*Stated exercise*: Please reproduce every one of the entries below line for line, without the pictures.

--- START Data rows ---

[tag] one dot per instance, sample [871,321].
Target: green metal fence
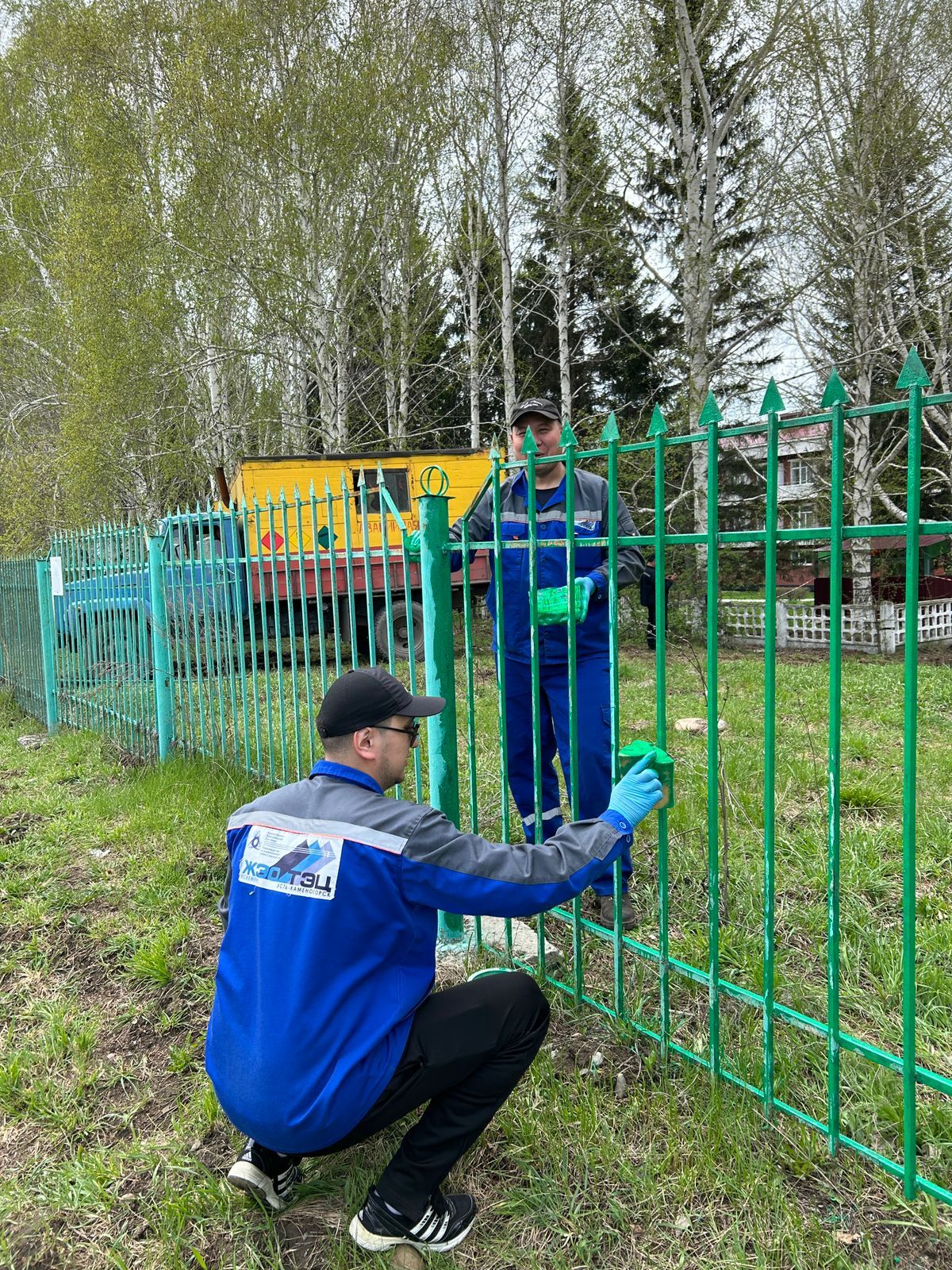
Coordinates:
[102,648]
[21,641]
[219,634]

--- END Data rows ---

*Final result*:
[tag] one dot per instance, sample [871,321].
Target: green metal fence
Coordinates:
[102,648]
[21,641]
[219,634]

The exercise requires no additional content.